Copy every one of the rows below, keeping each line unchanged.

'''

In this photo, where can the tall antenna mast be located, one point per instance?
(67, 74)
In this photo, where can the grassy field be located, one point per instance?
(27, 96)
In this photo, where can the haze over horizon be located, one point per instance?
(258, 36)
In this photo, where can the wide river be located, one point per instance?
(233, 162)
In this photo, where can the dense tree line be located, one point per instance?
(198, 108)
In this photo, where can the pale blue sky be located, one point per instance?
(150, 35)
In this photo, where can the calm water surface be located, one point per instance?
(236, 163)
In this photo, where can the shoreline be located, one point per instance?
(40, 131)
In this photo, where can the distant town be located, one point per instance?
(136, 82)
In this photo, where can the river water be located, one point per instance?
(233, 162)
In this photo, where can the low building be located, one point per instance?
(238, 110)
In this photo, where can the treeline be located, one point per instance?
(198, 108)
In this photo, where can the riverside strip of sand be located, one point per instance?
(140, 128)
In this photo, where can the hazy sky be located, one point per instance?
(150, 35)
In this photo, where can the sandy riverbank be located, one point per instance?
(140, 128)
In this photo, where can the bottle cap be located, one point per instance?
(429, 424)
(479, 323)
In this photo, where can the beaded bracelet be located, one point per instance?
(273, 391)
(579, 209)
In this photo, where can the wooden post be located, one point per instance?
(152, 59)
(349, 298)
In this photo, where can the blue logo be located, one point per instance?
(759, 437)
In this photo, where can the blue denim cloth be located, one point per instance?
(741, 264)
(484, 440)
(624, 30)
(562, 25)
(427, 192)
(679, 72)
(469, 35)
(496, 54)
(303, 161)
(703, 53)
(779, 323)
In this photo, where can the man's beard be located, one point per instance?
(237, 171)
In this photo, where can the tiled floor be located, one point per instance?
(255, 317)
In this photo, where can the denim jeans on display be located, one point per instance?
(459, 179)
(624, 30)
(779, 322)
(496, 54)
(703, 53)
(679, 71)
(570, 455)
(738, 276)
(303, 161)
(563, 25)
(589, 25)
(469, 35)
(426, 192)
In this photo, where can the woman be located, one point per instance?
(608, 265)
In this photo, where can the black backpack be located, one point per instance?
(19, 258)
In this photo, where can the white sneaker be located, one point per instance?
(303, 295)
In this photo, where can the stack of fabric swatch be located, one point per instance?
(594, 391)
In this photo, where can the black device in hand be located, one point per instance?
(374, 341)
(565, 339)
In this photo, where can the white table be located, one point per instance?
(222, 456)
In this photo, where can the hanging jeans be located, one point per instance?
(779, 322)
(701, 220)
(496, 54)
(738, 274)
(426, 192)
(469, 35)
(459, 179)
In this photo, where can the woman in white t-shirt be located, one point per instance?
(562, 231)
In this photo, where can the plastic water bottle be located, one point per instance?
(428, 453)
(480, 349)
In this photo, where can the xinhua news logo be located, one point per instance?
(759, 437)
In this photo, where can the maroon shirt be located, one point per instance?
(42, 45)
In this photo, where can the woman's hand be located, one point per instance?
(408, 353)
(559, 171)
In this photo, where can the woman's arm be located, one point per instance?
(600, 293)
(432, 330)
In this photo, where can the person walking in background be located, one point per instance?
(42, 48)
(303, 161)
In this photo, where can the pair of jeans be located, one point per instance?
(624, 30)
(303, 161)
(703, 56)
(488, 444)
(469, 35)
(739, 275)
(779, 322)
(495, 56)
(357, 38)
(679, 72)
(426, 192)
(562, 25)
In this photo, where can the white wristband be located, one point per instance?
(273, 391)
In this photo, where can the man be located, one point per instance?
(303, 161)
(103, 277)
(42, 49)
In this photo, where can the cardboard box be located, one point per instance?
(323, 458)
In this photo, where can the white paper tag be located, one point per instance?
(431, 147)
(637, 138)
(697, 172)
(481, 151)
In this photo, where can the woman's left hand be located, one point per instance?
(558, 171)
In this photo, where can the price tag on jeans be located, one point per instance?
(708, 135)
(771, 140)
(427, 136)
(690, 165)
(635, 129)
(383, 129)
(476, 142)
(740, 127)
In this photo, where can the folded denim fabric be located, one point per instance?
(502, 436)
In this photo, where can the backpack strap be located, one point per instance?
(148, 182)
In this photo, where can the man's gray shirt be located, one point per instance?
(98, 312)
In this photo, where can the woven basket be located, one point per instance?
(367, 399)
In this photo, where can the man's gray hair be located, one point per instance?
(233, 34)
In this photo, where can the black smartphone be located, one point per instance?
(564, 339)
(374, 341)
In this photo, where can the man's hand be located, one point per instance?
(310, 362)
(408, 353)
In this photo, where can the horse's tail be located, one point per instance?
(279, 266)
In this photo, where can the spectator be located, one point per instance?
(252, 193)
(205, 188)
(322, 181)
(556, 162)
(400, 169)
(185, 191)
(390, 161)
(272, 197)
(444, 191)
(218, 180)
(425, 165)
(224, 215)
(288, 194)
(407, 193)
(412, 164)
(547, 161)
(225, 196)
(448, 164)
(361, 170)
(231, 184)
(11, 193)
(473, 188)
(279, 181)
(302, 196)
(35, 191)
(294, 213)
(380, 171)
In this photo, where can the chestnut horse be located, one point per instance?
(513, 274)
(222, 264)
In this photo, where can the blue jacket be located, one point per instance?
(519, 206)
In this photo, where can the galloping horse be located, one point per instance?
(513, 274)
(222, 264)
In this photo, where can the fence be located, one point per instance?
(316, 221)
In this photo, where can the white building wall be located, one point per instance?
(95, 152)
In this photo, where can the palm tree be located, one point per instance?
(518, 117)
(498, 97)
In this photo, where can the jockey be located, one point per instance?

'''

▸ **Answer to this task**
In this photo, where can the tall antenna mast be located, one point per instance?
(67, 74)
In this photo, where can the grassy field be located, one point per instance?
(27, 96)
In this photo, where can the haze over horizon be located, one point per instance?
(258, 36)
In this photo, where can the wide river be located, one point per instance?
(233, 162)
In this photo, where can the dense tree line be located, one point per instance?
(198, 108)
In this photo, where can the pale blue sky be located, one point per instance?
(150, 35)
In this photo, where can the calm water surface be located, one point per instance?
(236, 163)
In this photo, where can the shoreline be located, one point per instance?
(40, 131)
In this photo, where can the distant town be located, one point per instance?
(136, 82)
In this photo, where can the river water be located, one point per instance?
(233, 162)
In this photo, where can the low building be located, one point per instance?
(238, 110)
In this photo, where can the treeline be located, one point per instance?
(198, 108)
In this photo, where can the riverside strip of sand be located, one point per instance?
(140, 128)
In this photo, where can the hazy sky be located, one point per instance?
(150, 35)
In this photo, where can the sandy riverbank be located, one point per instance?
(140, 128)
In this photo, where can the bottle cap be located, one point per instance?
(429, 424)
(479, 323)
In this photo, where can the beaded bracelet be located, one point per instance?
(273, 391)
(579, 209)
In this photo, where can the wooden post be located, one point per instance?
(152, 59)
(349, 298)
In this photo, where can the blue logo be located, one point per instance?
(759, 437)
In this photo, where can the blue denim cloth be located, one point per instance?
(741, 264)
(484, 440)
(624, 30)
(562, 25)
(427, 192)
(679, 72)
(469, 35)
(496, 54)
(303, 161)
(703, 53)
(779, 323)
In this photo, where can the man's beard be located, one point per instance?
(237, 171)
In this photo, where can the tiled floor be located, one point per instance?
(255, 317)
In this photo, where can the denim jeans on display be located, one point per instance?
(459, 179)
(624, 30)
(779, 322)
(496, 54)
(703, 53)
(679, 71)
(570, 455)
(738, 276)
(303, 161)
(563, 25)
(589, 25)
(469, 35)
(426, 192)
In this photo, where can the woman be located, one point per instance?
(608, 265)
In this photo, where can the black backpack be located, one point per instance?
(19, 258)
In this photo, where can the white sneaker be located, one point per instance?
(303, 295)
In this photo, where can the stack of fabric swatch be located, one point per instance?
(594, 391)
In this photo, where can the black device in hand be located, one point per instance?
(374, 341)
(565, 339)
In this photo, where can the white table be located, one point per instance?
(222, 456)
In this photo, where can the hanging jeans be located, one point per instance?
(779, 322)
(701, 220)
(496, 54)
(738, 274)
(426, 192)
(469, 35)
(459, 179)
In this photo, where can the woman in white t-shirt be located, one point per instance?
(562, 231)
In this photo, where can the plastic water bottle be located, one point per instance?
(428, 453)
(480, 349)
In this photo, where can the xinhua news logo be located, one point per instance?
(759, 437)
In this photo, where can the maroon shirt be located, one point per instance?
(42, 45)
In this photo, where can the woman's hand be located, one point per instance?
(408, 353)
(559, 171)
In this photo, where can the woman's arm be located, one point per instance?
(600, 293)
(432, 330)
In this photo, where can the person walking in background be located, one point per instance?
(42, 48)
(303, 161)
In this photo, where can the pair of jeans be located, one point per instance?
(624, 30)
(303, 161)
(703, 56)
(488, 444)
(469, 35)
(739, 275)
(779, 322)
(495, 56)
(357, 38)
(679, 72)
(426, 192)
(562, 25)
In this photo, where can the white wristband be located, one point per instance?
(273, 391)
In this photo, where can the man be located, one point per instance?
(303, 161)
(103, 277)
(42, 49)
In this photo, where can the cardboard box be located, one point per instance?
(323, 458)
In this photo, where can the white paper tag be located, one point per instance?
(431, 147)
(637, 138)
(697, 172)
(481, 151)
In this photo, where can the woman's left hand be located, one point per instance?
(558, 171)
In this photo, where can the price tag on jeans be located, one point per instance?
(708, 135)
(771, 140)
(427, 136)
(690, 165)
(635, 129)
(383, 129)
(476, 142)
(740, 127)
In this photo, where can the folded denim fabric be located, one point per instance?
(502, 436)
In this photo, where can the backpack strap be located, one point per instance?
(148, 182)
In this photo, where can the man's gray shirt be located, one point per instance?
(98, 312)
In this photo, where can the woven basket be located, one point per instance?
(367, 399)
In this photo, where can the man's gray hair be located, one point per instance?
(233, 34)
In this photo, where can the black smartphone be located, one point per instance?
(564, 339)
(374, 341)
In this photo, where can the man's hand be located, one point per instance?
(310, 362)
(408, 353)
In this photo, where can the horse's tail be located, one point per instance?
(279, 266)
In this photo, where can the spectator be located, one point per instance?
(252, 193)
(205, 188)
(322, 181)
(556, 162)
(400, 169)
(185, 191)
(390, 161)
(272, 197)
(444, 191)
(218, 180)
(425, 165)
(224, 215)
(288, 194)
(407, 193)
(412, 164)
(547, 161)
(225, 196)
(448, 164)
(361, 170)
(231, 184)
(11, 193)
(473, 188)
(279, 181)
(302, 196)
(35, 191)
(294, 213)
(380, 171)
In this photo, where can the chestnut horse be located, one point per instance?
(513, 274)
(222, 264)
In this photo, where can the blue jacket be located, one point per instance?
(519, 206)
In this photo, where can the galloping horse be located, one point per instance?
(513, 274)
(222, 264)
In this photo, where can the fence be located, one point per instance?
(316, 221)
In this photo, where can the white building wall be located, one point per instance?
(95, 152)
In this photo, where can the palm tree be located, one point per instance?
(518, 117)
(498, 97)
In this photo, where can the jockey be located, one point per instance?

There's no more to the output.